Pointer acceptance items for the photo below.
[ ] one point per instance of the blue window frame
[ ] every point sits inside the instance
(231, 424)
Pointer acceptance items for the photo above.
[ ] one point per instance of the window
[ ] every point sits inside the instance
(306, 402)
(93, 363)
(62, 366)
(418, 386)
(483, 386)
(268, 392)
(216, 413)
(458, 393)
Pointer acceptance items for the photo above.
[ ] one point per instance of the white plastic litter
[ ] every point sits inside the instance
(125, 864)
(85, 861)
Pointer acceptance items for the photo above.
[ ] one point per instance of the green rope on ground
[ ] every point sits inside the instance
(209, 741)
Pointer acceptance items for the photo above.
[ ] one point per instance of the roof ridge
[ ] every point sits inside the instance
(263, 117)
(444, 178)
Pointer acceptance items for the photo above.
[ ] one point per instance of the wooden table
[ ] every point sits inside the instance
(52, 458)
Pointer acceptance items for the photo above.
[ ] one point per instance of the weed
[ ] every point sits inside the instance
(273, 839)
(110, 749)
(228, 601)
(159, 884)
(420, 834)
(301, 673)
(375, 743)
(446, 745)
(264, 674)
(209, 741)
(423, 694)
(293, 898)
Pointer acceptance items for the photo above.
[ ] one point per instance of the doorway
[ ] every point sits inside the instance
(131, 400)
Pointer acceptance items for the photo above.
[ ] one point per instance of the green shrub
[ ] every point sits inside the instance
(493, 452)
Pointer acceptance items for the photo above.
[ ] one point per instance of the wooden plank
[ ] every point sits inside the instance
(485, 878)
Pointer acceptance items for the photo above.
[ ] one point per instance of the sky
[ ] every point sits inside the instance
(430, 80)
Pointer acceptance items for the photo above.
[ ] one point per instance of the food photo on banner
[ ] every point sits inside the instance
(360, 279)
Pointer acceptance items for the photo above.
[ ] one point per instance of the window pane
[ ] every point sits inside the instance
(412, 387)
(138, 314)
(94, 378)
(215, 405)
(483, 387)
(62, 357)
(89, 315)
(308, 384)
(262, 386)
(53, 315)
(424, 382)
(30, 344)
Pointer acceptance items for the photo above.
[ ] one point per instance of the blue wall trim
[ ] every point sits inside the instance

===

→ EXERCISE BRIEF: Return each entry from the material above exactly as it appears.

→ WRITTEN ANSWER:
Pointer acceptance items for the photo below.
[ ] one point per instance of the blue window frame
[ ] every point sits inside the instance
(231, 424)
Pointer acceptance items for the photo above.
[ ] one point per instance of the window
[ ] every point sits inside the instance
(306, 402)
(93, 363)
(62, 366)
(418, 386)
(483, 386)
(268, 392)
(216, 413)
(458, 393)
Pointer acceptance items for the photo above.
[ ] one point per instance of the white plastic litter
[ ] every point sits inside the instance
(125, 864)
(85, 861)
Pointer acceptance items for the photo above.
[ ] one point per instance of the green rope on ground
[ ] every point sits inside the instance
(209, 741)
Pointer acceptance items for the photo above.
[ ] one point per instance of the roof ridge
[ ] every point sits inside the instance
(263, 117)
(444, 178)
Pointer acceptance items for the photo above.
[ ] one point per instance of the wooden table
[ ] every point sits inside the instance
(52, 458)
Pointer acceptance items for the photo above.
[ ] one point per instance of the weed
[ ] every point sits inside the instance
(273, 839)
(110, 749)
(228, 601)
(159, 884)
(420, 834)
(301, 673)
(375, 743)
(446, 745)
(264, 674)
(209, 741)
(423, 694)
(293, 898)
Pointer acceptance items for the photo above.
[ ] one point per instance of the doorway
[ ] every point sits inside the instance
(131, 400)
Pointer acceptance items for the photo above.
[ ] one point per instance of the green shrub
[ ] every point sits inside the instance
(493, 452)
Pointer acceptance items for the photo above.
[ ] one point per instance of the wooden plank
[ ] every point sits inside the instance
(485, 878)
Pointer acceptance items for the photo above.
[ ] one point per instance of the sky
[ ] every point sits inside the instance
(430, 80)
Pointer acceptance items for the photo above.
[ ] one point per instance of the food photo on banner
[ ] every point sits inside the instance
(360, 279)
Pointer acceptance items for the photo above.
[ ] one point per instance of the window pane
[ ] every point sits inside the instance
(412, 387)
(138, 314)
(94, 378)
(215, 405)
(483, 387)
(62, 357)
(89, 315)
(308, 384)
(262, 386)
(53, 315)
(424, 382)
(30, 344)
Pointer acceptance items for the photo above.
[ ] one point per instance of the blue wall trim
[ ] every point sits inside the instance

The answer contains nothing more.